Task list.
(1) According to the methods excerpt, what were the bacterial pellets resuspended in before sonication?
(2) Reproduce the part of the methods excerpt that opens with the words containing "Although the experimental" and closes with "T cell polarization.".
(3) List every culture medium (agar or broth) named in the methods excerpt.

Source text.
┏━━
Although the experimental approach is based on prolonged in vitro exposure to bacterial protein extracts, the documented changes in T cell subset distribution mirror the immunomodulatory potential of these extracts in shaping T cell polarization.
2. Materials and Methods
2.1. Bacterial Strains and Growth Conditions
The bacterial reference strains used in this study were Fusobacterium nucleatum ATCC 25586 and Akkermansia muciniphila BAA-835. The strains purchased from ATCC were stored at −80 °C in glycerol stocks. Both bacteria were thawed at room temperature, plated on Fastidious Anaerobe Agar (FAA) (Lab M, Heywood, UK) plus 5% of defibrinated sterile horse blood (Oxoid Limited, Hampshire, UK), and incubated at 37 °C for 72 h in an anaerobic atmosphere (Whitley A25 Anaerobic workstation, Don Whitley Scientific Limited, West Yorkshire, UK). After the incubation time, F. nucleatum bacterial colonies on agar were collected and inoculated in Fastidious Anaerobe Broth (FAB) (Lab M, Heywood, UK) for 17 h at 125 rpm at 37 °C [39,40] whereas A. muciniphila bacterial colonies were collected and inoculated in Brain Heart Infusion Broth (BHIB; Oxoid Limited, Hampshire, UK) plus 0.3 mg/mL L-cysteine for 48 h at 125 rpm at 37 °C. After each incubation time, F. nucleatum and A. muciniphila broth cultures were centrifuged at 3200× g at 4 °C for 20 min and washed twice in sterile 0.01 M phosphate buffered saline (PBS) and centrifuged again to obtain a visible pellet corresponding to 3.7 × 10^10^ CFU and 6.41 × 10^9^ CFU, respectively.
2.2. Bacterial Extracts
The bacterial pellets were resuspended in 20 mM Tris-HCl buffer, pH 8.3, transferred to a 15 mL conical tube, placed in an ice bath, and disrupted by sonication. The sonicator (Sonoplus, Bandelin, Berlin, Germany) was set to an amplitude of 50% with a pulse sequence of 10 s ON and 120 s OFF. The bacterial suspension was sonicated for a total of 10 cycles, ensuring that the sample remained on ice throughout to maintain a low temperature. The progress of cell lysis was monitored periodically by examining the turbidity of the suspension. Following sonication, the lysate was centrifuged at 11,200× g for 15 min at 4 °C to separate the cell debris. The supernatant, containing the soluble bacterial proteins, was carefully collected and transferred to a new tube. The protein concentration of the bacterial extract was quantified using the Bradford protein assay according to the manufacturer’s protocol [41]. The resulting protein concentrations were 1.35 mg/mL for A. municiphila and 0.8 mg/mL for F. nucleatum. For all functional assays, bacterial extracts were standardized and used based on total protein concentration (µg/mL), allowing direct comparison between F. nucleatum and A. muciniphila independently of differences in bacterial growth or CFU counts. Aliquots of bacterial protein extracts were stored at −80 °C and thawed only once prior to use to avoid protein degradation and batch variability.
┗━━
Information given.
┏━━
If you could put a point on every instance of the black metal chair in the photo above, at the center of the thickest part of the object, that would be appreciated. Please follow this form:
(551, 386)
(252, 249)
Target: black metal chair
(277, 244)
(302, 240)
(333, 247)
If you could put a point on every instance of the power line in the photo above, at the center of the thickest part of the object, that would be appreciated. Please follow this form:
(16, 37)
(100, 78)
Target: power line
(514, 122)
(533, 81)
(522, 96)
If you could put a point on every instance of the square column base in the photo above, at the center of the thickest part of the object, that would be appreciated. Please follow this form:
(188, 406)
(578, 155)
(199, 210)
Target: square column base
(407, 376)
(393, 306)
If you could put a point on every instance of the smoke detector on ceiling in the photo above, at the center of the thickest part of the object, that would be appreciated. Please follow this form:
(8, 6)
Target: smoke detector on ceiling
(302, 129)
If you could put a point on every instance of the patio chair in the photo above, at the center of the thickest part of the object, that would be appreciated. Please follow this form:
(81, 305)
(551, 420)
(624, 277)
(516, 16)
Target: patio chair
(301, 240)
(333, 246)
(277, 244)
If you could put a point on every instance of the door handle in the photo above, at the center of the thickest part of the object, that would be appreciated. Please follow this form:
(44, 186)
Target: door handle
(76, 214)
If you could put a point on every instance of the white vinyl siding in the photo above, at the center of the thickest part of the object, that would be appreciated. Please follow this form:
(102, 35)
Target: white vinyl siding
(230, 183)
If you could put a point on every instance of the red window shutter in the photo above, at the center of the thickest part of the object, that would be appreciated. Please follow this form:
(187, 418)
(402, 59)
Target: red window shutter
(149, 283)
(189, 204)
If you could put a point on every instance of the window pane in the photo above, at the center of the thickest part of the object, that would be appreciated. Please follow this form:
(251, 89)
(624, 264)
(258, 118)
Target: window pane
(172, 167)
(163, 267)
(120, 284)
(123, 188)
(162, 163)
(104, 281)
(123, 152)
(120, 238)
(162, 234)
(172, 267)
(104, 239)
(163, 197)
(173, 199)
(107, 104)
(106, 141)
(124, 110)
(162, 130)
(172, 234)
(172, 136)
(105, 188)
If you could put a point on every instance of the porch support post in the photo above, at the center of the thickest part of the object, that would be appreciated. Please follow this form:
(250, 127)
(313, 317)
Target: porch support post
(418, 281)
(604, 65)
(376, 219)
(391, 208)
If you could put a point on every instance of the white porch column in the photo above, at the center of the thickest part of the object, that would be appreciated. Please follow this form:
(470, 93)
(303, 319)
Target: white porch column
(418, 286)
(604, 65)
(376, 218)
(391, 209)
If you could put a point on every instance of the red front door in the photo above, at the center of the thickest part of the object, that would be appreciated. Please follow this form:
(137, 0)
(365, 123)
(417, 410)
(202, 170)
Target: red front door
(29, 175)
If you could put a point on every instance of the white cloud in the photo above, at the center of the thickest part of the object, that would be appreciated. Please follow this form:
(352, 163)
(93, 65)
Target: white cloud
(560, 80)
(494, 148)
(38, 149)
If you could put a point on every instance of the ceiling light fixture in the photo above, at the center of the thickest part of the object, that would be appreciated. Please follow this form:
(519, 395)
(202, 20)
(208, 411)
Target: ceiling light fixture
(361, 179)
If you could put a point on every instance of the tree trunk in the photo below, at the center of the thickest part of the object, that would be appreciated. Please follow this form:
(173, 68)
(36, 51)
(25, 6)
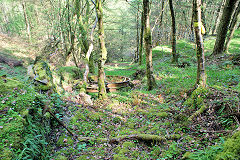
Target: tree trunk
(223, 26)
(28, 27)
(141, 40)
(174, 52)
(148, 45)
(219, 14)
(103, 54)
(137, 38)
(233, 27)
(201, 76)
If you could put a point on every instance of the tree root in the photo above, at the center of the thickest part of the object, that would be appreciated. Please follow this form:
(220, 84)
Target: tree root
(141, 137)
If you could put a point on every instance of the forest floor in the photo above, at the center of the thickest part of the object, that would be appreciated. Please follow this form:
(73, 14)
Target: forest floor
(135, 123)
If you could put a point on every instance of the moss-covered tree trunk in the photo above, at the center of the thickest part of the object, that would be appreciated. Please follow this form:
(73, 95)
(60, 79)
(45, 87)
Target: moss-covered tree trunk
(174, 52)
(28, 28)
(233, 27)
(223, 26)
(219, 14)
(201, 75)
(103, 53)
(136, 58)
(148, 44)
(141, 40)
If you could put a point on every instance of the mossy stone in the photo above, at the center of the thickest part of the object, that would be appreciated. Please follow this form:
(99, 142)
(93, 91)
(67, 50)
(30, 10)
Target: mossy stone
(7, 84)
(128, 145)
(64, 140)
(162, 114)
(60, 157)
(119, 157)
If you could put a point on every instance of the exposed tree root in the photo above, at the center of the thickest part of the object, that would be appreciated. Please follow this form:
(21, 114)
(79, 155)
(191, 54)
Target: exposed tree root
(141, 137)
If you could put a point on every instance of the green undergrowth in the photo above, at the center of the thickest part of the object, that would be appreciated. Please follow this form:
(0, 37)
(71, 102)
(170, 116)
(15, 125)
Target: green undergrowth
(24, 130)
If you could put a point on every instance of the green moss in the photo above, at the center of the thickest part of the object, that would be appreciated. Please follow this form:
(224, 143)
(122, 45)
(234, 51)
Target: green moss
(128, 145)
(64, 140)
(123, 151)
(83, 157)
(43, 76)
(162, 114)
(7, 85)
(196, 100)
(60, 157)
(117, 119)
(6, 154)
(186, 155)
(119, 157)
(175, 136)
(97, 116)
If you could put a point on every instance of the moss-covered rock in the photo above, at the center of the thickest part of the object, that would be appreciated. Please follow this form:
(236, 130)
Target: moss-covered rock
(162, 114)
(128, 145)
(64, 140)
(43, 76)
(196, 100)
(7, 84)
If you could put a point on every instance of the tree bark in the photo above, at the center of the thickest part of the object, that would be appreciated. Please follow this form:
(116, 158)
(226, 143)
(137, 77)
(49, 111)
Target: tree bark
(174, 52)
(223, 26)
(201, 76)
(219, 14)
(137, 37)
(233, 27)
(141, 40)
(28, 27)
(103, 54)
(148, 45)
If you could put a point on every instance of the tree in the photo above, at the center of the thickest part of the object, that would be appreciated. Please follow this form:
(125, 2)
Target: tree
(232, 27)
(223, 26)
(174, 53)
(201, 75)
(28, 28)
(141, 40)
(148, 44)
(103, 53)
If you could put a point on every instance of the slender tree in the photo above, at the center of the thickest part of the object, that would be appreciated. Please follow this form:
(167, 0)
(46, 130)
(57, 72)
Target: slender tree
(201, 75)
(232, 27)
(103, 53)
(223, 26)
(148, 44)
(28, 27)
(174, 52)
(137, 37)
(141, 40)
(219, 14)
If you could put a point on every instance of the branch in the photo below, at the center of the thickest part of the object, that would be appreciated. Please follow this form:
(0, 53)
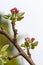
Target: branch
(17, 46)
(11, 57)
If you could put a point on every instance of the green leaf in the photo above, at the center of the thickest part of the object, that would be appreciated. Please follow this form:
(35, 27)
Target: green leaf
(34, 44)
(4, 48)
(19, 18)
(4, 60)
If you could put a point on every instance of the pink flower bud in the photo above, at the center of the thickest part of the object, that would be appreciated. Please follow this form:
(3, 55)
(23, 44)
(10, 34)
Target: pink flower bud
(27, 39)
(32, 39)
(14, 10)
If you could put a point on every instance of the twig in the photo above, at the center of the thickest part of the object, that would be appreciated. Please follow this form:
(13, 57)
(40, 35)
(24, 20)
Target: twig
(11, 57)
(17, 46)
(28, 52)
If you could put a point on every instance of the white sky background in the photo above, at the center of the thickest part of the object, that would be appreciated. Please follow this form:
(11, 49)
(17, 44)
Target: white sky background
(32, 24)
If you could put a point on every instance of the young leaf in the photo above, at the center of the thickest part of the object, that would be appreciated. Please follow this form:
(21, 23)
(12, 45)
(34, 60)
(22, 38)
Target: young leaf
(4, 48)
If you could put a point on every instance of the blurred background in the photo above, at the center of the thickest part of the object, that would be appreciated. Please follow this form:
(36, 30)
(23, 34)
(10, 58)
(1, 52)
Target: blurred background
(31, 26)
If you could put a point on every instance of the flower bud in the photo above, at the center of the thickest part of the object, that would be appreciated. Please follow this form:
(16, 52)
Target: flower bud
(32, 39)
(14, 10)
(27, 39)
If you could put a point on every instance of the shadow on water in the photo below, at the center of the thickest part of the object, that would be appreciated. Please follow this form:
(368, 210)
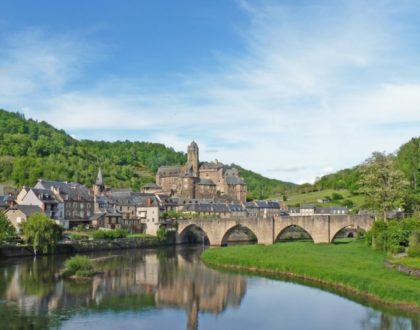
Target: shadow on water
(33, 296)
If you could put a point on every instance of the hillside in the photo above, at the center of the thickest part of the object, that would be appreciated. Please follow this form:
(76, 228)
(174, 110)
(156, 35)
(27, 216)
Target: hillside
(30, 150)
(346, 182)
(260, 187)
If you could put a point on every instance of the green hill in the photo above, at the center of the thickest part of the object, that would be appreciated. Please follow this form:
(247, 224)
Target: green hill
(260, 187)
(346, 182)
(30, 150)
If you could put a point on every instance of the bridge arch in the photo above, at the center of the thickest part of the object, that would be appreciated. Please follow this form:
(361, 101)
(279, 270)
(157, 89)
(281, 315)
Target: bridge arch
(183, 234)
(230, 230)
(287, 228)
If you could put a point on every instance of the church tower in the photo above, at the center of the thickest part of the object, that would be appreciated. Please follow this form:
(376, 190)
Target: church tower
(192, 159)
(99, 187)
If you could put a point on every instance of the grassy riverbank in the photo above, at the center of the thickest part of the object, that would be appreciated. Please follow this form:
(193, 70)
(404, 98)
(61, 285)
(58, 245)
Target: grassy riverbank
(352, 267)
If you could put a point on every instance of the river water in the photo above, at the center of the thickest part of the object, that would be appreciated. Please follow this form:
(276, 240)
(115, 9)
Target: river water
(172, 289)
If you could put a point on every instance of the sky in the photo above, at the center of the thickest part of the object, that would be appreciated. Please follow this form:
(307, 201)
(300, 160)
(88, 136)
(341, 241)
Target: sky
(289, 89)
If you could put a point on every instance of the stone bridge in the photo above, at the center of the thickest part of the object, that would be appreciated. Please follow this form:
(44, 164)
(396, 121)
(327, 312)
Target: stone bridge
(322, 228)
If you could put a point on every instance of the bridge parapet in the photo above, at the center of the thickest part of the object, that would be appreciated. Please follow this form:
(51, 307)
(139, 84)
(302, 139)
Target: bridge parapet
┗━━
Answers to the tasks.
(1) 20 mM Tris-HCl buffer, pH 8.3

(2)
Although the experimental approach is based on prolonged in vitro exposure to bacterial protein extracts, the documented changes in T cell subset distribution mirror the immunomodulatory potential of these extracts in shaping T cell polarization.

(3)
- Fastidious Anaerobe Agar (FAA)
- Fastidious Anaerobe Broth (FAB)
- Brain Heart Infusion Broth (BHIB)